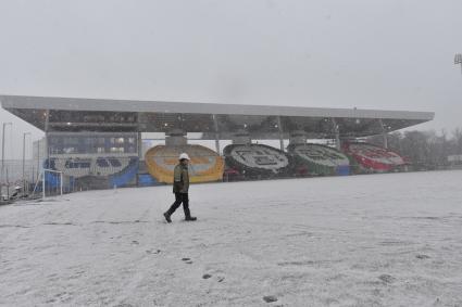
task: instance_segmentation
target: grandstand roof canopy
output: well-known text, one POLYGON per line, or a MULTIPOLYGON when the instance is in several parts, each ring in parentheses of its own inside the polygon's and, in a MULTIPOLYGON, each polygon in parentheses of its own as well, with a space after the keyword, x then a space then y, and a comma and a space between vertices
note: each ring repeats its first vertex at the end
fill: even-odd
POLYGON ((304 130, 311 138, 365 137, 432 120, 432 112, 378 111, 0 95, 2 107, 43 131, 202 132, 202 139, 287 138, 304 130))

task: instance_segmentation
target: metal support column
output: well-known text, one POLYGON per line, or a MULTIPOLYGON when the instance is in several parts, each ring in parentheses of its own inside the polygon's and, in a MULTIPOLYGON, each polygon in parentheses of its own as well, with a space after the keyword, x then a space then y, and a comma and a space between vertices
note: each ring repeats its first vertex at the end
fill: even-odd
POLYGON ((218 155, 221 155, 221 153, 220 153, 220 131, 218 131, 218 120, 216 119, 216 115, 215 115, 215 114, 213 114, 213 115, 212 115, 212 118, 213 118, 213 124, 214 124, 214 126, 215 126, 215 150, 216 150, 216 153, 217 153, 218 155))
POLYGON ((280 151, 284 152, 284 131, 283 131, 283 124, 280 121, 280 116, 277 116, 277 128, 279 130, 279 146, 280 146, 280 151))
POLYGON ((388 150, 388 138, 387 138, 387 129, 385 129, 384 126, 384 121, 382 120, 382 118, 378 118, 378 123, 380 124, 380 128, 382 128, 382 137, 384 139, 384 148, 388 150))
POLYGON ((341 149, 341 143, 340 143, 340 129, 338 129, 338 125, 337 125, 337 120, 335 120, 335 118, 330 118, 332 119, 332 124, 334 126, 334 133, 335 133, 335 146, 337 150, 341 149))

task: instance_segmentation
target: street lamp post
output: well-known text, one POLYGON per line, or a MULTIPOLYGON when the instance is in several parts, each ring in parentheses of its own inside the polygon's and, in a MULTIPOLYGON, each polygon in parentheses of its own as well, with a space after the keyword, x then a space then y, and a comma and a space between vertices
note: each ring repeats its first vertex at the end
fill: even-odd
POLYGON ((23 133, 23 193, 26 192, 26 174, 25 174, 25 162, 26 162, 26 136, 30 136, 30 132, 23 133))
POLYGON ((3 129, 1 133, 1 174, 0 174, 0 197, 3 197, 3 178, 4 178, 4 129, 7 125, 13 126, 13 123, 3 123, 3 129))
POLYGON ((454 65, 461 65, 461 73, 462 73, 462 53, 455 53, 454 65))

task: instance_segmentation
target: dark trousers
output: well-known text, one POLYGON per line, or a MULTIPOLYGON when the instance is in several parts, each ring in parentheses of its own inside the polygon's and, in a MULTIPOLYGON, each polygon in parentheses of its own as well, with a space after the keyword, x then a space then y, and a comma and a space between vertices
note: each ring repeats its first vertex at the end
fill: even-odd
POLYGON ((189 212, 189 196, 188 193, 175 193, 175 203, 172 204, 167 210, 168 215, 172 215, 183 203, 183 210, 185 212, 185 217, 190 217, 189 212))

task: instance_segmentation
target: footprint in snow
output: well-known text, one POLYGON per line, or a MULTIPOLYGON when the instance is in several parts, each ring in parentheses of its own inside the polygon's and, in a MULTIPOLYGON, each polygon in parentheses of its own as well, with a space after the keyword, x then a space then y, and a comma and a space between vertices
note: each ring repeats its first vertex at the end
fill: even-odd
POLYGON ((273 303, 273 302, 277 302, 277 297, 274 295, 266 295, 266 296, 263 296, 263 300, 266 303, 273 303))

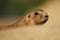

═══

AIM OF THE EXERCISE
Arrange every line of the rows above as a numbered list, dropping the blank lines and leaving out the pictures.

THE COMPLETED TASK
1. task: instance_segmentation
2. target: grandstand roof canopy
3. output: well-known text, one POLYGON per line, or a MULTIPOLYGON when the instance is in several parts, each ring in parentheses of its own inside the polygon's and, in a MULTIPOLYGON, each polygon in parentheses of its own as well, with a space after the keyword, x then a space then y, and a comma and a space between vertices
4. note: each ring repeats its first vertex at the end
5. fill: even-odd
6. POLYGON ((304 130, 311 138, 365 137, 432 120, 432 112, 378 111, 0 95, 2 107, 43 131, 202 132, 202 139, 287 138, 304 130))
7. task: instance_segmentation
8. target: metal support column
9. output: well-known text, one POLYGON per line, or a MULTIPOLYGON when the instance is in several parts, each ring in parentheses of its own inside the polygon's and, in a MULTIPOLYGON, each polygon in parentheses of its own as well, with a space after the keyword, x then a space then y, and a comma and a space between vertices
10. note: each ring repeats its first vertex at the end
11. fill: even-odd
12. POLYGON ((218 155, 221 155, 221 153, 220 153, 220 131, 218 131, 218 120, 216 119, 216 115, 215 115, 215 114, 213 114, 213 115, 212 115, 212 118, 213 118, 213 124, 214 124, 214 126, 215 126, 215 150, 216 150, 216 153, 217 153, 218 155))
13. POLYGON ((280 151, 284 152, 284 131, 283 131, 283 124, 280 121, 280 116, 277 116, 277 128, 279 130, 279 146, 280 146, 280 151))
14. POLYGON ((388 150, 388 138, 387 138, 387 129, 385 129, 384 126, 384 121, 382 120, 382 118, 378 118, 378 123, 380 124, 380 128, 382 128, 382 137, 384 139, 384 148, 388 150))
15. POLYGON ((341 149, 341 143, 340 143, 340 129, 338 129, 338 125, 337 125, 337 120, 335 120, 335 118, 330 118, 332 119, 332 124, 334 126, 334 133, 335 133, 335 146, 337 150, 341 149))
16. task: instance_segmentation
17. target: street lamp post
18. output: well-known text, one POLYGON per line, or a MULTIPOLYGON when the instance is in several parts, each ring in parentheses of its own inside the polygon's and, in a MULTIPOLYGON, each polygon in parentheses of its own as well, with a space after the keyword, x then a space then y, and a comma and a space between vertices
19. note: each ring repeats its first vertex at the end
20. fill: even-odd
21. POLYGON ((23 133, 23 193, 26 192, 26 174, 25 174, 25 162, 26 162, 26 136, 30 136, 30 132, 23 133))
22. POLYGON ((3 129, 1 133, 1 174, 0 174, 0 197, 3 197, 3 178, 4 178, 4 129, 7 125, 13 126, 13 123, 3 123, 3 129))
23. POLYGON ((454 65, 461 65, 461 73, 462 73, 462 53, 455 53, 454 65))
24. task: instance_segmentation
25. target: dark trousers
26. output: well-known text, one POLYGON per line, or a MULTIPOLYGON when the instance is in several parts, each ring in parentheses of its own inside the polygon's and, in a MULTIPOLYGON, each polygon in parentheses of its own as well, with a space after the keyword, x then a space then y, and a comma and a space between vertices
27. note: each ring repeats its first vertex at the end
28. fill: even-odd
29. POLYGON ((189 212, 189 196, 188 193, 175 193, 175 203, 172 204, 167 210, 168 215, 172 215, 183 203, 183 210, 185 212, 185 217, 190 217, 189 212))
30. task: instance_segmentation
31. target: footprint in snow
32. output: well-known text, one POLYGON per line, or a MULTIPOLYGON when the instance is in several parts, each ring in parentheses of its own inside the polygon's and, in a MULTIPOLYGON, each polygon in parentheses of its own as well, with a space after the keyword, x then a space then y, and a comma and a space between vertices
33. note: each ring repeats its first vertex at the end
34. fill: even-odd
35. POLYGON ((273 303, 273 302, 277 302, 277 297, 274 295, 266 295, 266 296, 263 296, 263 300, 266 303, 273 303))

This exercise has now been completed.